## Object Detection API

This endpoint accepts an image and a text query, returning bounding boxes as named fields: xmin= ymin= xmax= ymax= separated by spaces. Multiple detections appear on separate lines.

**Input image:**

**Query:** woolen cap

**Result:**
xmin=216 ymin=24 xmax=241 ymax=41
-=-=-=-=-
### WHAT THE EXERCISE ASKS
Please retype the material above word for word, keeping every line, blank line and symbol in place.

### THE OUTPUT
## Object Detection API

This endpoint accepts an image and a text query, returning bounding boxes as named fields: xmin= ymin= xmax= ymax= separated by spaces. Multiple detections appear on separate lines.

**Input image:**

**Query:** woolen cap

**Result:**
xmin=216 ymin=24 xmax=241 ymax=41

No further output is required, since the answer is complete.